> Set exercise a
Copy each line of the rows that contains the word "handle".
+++ Passage to read
Do Stronger Players Play More Accurately? I Analyzed 35,000 Games to Find Out

Nice post, thank you @lucb3 One little note : Lichess does not use ELO, it uses Glicko-2. You can read more about Lichess and Glicko-2 here : lichess.org/page/rating-systems

An interesting part from that page :

"Why don't they all use the same rating system?

Because the first rating system historically used, Elo, is pretty bad. Glicko-1, then Glicko-2, made considerable improvements, and offer greater accuracy. Even if everyone would use the same rating system, ratings would still not be comparable across different pools of players, so there's no need for chess servers to pay the cost of legacy forever, and they moved on to superior systems."

lucb3

Hey @achja ,

Thanks so much for your message and for the helpful clarification! You’re absolutely right—there’s a big difference between Elo and Glicko‐2. In everyday chat everyone still says “Elo” when they mean their Lichess rating, and if I’d written “correlation between Glicko‐2 and precision,” I’d have lost half my readers. I’ll add a little note at the end of the article to point this out. Thanks again!
++++++
> Set exercise b
Check each statement against the thread on Lichess ratings. Answer yes or no, and quote the words from the thread that decide it. (i) Lichess rates its players with Elo. (ii) The quoted page says ratings would be comparable across different pools of players if everyone used the same rating system. (iii) lucb3 plans to add a note at the end of the article.
+++ Records supplied
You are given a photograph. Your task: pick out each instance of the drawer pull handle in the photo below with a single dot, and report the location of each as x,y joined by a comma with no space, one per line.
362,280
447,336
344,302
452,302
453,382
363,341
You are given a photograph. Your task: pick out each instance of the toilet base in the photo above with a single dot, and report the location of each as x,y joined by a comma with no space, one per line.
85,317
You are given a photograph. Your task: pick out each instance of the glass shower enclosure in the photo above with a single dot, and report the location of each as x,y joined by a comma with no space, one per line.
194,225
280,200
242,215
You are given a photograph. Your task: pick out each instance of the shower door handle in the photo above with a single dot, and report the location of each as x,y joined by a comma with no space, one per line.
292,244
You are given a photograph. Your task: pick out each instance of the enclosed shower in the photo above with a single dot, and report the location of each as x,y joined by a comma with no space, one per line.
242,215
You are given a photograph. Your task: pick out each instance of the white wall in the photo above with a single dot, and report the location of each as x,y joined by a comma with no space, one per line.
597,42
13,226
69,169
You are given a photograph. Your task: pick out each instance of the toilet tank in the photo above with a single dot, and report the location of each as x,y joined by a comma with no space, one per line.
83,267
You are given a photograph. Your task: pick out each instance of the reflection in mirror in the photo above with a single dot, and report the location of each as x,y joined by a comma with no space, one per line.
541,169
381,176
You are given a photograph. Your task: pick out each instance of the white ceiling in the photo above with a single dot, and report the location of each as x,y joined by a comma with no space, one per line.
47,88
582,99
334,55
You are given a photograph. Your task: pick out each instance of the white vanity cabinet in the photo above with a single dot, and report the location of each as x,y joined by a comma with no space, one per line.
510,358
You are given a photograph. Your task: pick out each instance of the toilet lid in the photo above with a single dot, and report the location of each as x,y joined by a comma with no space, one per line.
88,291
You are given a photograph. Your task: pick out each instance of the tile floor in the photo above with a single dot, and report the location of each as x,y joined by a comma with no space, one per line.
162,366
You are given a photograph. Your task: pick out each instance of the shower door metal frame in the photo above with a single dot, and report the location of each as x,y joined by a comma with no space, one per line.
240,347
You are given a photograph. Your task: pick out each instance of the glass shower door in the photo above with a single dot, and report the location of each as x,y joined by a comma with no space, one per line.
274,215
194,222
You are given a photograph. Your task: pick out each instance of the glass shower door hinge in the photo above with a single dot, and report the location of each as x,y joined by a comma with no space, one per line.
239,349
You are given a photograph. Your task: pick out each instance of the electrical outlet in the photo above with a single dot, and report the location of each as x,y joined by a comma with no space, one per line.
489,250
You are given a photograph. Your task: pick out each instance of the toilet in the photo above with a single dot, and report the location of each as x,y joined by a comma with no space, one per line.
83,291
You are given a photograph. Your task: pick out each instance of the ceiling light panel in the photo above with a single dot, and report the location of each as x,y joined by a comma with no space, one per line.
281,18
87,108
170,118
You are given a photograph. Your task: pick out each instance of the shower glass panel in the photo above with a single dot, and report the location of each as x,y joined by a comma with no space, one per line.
++++++
> Final answer a
You are given a photograph. Your task: pick out each instance of the drawer pull handle in the photo below with a single dot, and report the location of each as x,y joined by a comma with no space, one per line.
You are given a photograph. Your task: pick out each instance of the shower door handle in the photo above with a single dot, and report the location of each as x,y joined by a comma with no space, one per line.

> Final answer b
(i) No: "Lichess does not use ELO, it uses Glicko-2."
(ii) No: "Even if everyone would use the same rating system, ratings would still not be comparable across different pools of players"
(iii) Yes: "I’ll add a little note at the end of the article to point this out."